Kate Green has been Chief Executive of Child Poverty Action Group since July 2004. From July 2000, she was Director of One Parent Families, and previously she worked for the Home Office and before that for Barclays Bank. Kate is a member of the London Child Poverty Commission which reports to the Mayor of London and the Association of London Government, a member of the National Employment Panel which advises Ministers on labour market policies and programmes and the New Deals, a member of the advisory board of the Resolution Foundation which is concerned with access to financial services. Kate received an OBE in the 2005 New Year’s Honours list.
Colette Marshall is the Regional Director for the UK Programmes of Save the Children. Since its foundation, the charity has worked with children living in poverty in the UK. With a strong commercial background in the private sector, prior to joining Save the Children, Colette ran an international business for Lucite International, and before that headed up Innovations for an ICI business. She has also done a range of consultancy projects for social enterprises and charities looking particularly at growth and strategy.

_AIM OF THE EXERCISE_
Continue the profiles of the child poverty charity leaders, beginning after the last sentence given. These rows come from a separate source and are unrelated to the text.

[Rows drawn from a dataset]
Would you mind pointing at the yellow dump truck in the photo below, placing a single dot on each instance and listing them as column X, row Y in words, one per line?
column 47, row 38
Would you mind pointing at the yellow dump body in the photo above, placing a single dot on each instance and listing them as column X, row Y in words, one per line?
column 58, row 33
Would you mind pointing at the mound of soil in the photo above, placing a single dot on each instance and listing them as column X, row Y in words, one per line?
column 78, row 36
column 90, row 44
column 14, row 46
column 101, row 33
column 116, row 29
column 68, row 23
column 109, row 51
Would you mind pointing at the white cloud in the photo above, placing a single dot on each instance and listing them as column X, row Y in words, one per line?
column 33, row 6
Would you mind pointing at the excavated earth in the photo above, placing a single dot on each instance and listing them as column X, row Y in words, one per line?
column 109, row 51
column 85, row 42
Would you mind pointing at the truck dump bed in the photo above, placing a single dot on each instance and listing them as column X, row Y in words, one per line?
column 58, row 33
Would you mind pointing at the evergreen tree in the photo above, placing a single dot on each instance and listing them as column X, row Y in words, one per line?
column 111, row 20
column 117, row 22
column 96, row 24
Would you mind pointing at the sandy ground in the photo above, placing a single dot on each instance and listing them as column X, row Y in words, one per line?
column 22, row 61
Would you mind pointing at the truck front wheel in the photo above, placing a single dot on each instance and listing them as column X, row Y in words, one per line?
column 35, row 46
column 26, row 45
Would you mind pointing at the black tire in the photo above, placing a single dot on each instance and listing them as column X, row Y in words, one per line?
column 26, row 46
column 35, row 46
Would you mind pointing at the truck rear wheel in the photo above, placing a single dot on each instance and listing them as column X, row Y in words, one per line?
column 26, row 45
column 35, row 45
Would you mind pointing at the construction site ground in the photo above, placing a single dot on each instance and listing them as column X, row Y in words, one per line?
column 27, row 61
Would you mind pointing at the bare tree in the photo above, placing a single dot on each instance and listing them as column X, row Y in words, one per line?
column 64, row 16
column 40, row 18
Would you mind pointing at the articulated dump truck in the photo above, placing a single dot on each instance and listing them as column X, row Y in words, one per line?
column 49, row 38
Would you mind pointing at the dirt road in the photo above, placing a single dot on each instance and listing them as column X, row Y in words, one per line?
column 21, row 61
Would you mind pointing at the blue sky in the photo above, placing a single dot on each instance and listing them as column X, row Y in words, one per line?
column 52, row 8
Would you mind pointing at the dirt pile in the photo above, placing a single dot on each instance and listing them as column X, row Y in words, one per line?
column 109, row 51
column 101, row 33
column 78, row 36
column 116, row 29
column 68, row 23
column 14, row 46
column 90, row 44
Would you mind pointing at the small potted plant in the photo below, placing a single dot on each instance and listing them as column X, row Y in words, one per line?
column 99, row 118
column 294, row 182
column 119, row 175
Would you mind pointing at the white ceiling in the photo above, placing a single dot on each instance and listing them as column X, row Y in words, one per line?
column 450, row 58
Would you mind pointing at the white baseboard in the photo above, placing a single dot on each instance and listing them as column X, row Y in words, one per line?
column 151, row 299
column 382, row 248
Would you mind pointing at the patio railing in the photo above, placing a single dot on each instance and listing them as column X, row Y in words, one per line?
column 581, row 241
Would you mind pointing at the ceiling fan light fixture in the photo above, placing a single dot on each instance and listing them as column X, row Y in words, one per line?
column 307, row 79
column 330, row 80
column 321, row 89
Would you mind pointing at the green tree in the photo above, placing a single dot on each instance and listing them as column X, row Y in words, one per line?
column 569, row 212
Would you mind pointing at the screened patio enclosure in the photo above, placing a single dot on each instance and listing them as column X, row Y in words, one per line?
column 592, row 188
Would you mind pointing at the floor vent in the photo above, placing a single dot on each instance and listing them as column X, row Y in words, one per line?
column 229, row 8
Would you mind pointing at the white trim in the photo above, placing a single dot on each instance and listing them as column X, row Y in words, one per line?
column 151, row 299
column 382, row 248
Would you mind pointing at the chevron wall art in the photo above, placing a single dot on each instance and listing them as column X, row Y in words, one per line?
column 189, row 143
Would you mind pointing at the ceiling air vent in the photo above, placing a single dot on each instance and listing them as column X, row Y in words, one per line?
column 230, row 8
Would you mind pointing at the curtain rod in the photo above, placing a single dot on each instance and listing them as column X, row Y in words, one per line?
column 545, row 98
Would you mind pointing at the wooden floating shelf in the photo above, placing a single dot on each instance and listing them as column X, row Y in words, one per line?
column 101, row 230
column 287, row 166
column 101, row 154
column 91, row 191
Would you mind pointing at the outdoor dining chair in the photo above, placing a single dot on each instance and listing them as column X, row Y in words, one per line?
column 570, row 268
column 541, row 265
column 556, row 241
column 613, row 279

_ANSWER TO THIS TASK_
A qualified Social Worker Gerri McAndrew has worked in four Inner London Boroughs as a Practitioner and Assistant Director of Social Services, specialising in children’s services. For eight years she was Director of Fostering Network, and joined the Frank Buttle Trust as Chief Executive in September 2003. The Trust offers financial support to children and young people, and commissions research in the hope of influencing change in policy and practice in respect of services to children.
Gerri is currently a Trustee of Shaftesbury Homes & Arethusa. In addition, Gerri has been an Adviser on a number of Government groups throughout the UK and, in particular, the Prime Minister’s Adoption Review.
Martin Narey is the Chief Executive of Barnardo’s, one of the UK’s leading children’s charities. Until October 2005 he was the Chief Executive of the National Offender Management Service and a Permanent Secretary at the Home Office. He began his career in the NHS before moving into the Prison Service in 1982. In 2003 he was awarded an Honorary Doctorate by Sheffield Hallam University and in 2004 received the Chartered Management Institute Gold Medal for Leadership. In 2006, he was made a Visiting Professor at Sheffield Hallam University. In March 2007 he was elected as Chair of End Child Poverty.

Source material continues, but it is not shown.